When you reach the records below, output each one exactly.

===============

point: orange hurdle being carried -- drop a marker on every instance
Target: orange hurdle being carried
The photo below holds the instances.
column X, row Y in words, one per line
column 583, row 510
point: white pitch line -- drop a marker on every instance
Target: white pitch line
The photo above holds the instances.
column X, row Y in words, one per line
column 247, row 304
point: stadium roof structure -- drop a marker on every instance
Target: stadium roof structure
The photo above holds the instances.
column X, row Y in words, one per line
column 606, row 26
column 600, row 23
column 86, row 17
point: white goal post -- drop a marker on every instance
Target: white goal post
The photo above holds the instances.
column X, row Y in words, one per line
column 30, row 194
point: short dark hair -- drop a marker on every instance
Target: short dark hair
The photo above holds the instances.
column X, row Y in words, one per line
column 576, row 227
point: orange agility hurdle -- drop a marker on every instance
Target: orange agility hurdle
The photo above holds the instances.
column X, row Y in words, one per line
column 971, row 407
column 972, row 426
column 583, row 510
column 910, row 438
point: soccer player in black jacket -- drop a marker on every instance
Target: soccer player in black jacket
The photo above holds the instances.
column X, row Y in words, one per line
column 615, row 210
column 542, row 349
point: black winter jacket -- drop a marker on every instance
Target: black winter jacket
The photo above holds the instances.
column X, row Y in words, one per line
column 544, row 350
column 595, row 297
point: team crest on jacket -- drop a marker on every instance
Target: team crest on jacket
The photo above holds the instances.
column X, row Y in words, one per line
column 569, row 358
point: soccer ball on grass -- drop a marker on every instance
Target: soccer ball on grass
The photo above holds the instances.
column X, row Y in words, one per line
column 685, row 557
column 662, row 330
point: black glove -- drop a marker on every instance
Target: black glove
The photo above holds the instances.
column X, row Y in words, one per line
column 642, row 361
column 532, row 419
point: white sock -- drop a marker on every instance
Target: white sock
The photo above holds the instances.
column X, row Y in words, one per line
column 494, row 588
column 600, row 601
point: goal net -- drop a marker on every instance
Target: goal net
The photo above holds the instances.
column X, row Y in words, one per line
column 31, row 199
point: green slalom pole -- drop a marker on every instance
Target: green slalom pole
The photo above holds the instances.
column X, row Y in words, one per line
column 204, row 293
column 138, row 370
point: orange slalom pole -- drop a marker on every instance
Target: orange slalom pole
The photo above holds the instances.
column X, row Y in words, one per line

===============

(SOLUTION BELOW)
point: orange hurdle being carried -- drop a marker on every instance
Target: orange hurdle being carried
The photo below holds the instances.
column X, row Y in words, one per line
column 583, row 510
point: white pitch line -- drop a marker on every instance
Target: white pitch line
The photo above holds the instances.
column X, row Y in words, one per line
column 247, row 304
point: stadium roof structure -- drop a marker on every instance
Target: stadium roof structure
The photo above holds the instances.
column X, row Y in words, one per line
column 606, row 26
column 600, row 23
column 86, row 17
point: white goal post -- drop a marker on every instance
Target: white goal post
The photo above holds the instances.
column X, row Y in words, one per line
column 30, row 194
point: short dark hair -- drop a marker on every instance
Target: short dark hair
The photo above holds the instances.
column X, row Y in words, one per line
column 576, row 227
point: orange agility hurdle -- drop a marker on every instance
Target: orange agility hurdle
The photo above holds the instances.
column X, row Y in words, one per line
column 971, row 407
column 972, row 426
column 583, row 510
column 910, row 438
point: soccer player in black jacket -- drop a marker on every instance
Target: soccer player in black jacket
The photo above holds the instances.
column X, row Y in words, one per line
column 615, row 210
column 542, row 349
point: black winter jacket -- drop a marker on every instance
Target: black winter jacket
The photo above holds the instances.
column X, row Y in words, one per line
column 544, row 350
column 595, row 297
point: team crest on jacket -- drop a marker on every instance
Target: team crest on jacket
The photo above holds the instances.
column X, row Y in words, one per line
column 569, row 358
point: soccer ball on grass -- drop a marker on every instance
Target: soccer ball on grass
The photo above holds the instances.
column X, row Y in words, one per line
column 685, row 557
column 662, row 330
point: black glove -- drop a marker on every instance
Target: black glove
The photo above holds the instances.
column X, row Y in words, one per line
column 642, row 361
column 532, row 419
point: white sock -- drop a marker on every instance
Target: white sock
The photo above holds the instances.
column X, row Y in words, one per line
column 494, row 588
column 600, row 601
point: goal net -- drop a marker on every instance
Target: goal net
The photo above holds the instances.
column X, row Y in words, one per line
column 31, row 199
point: green slalom pole -- drop a marker on every instance
Target: green slalom pole
The photo above holds the instances.
column X, row Y in words, one per line
column 204, row 293
column 138, row 370
point: orange slalom pole -- drop a marker on every instance
Target: orange slalom pole
The photo above holds the instances.
column X, row Y in words, one per line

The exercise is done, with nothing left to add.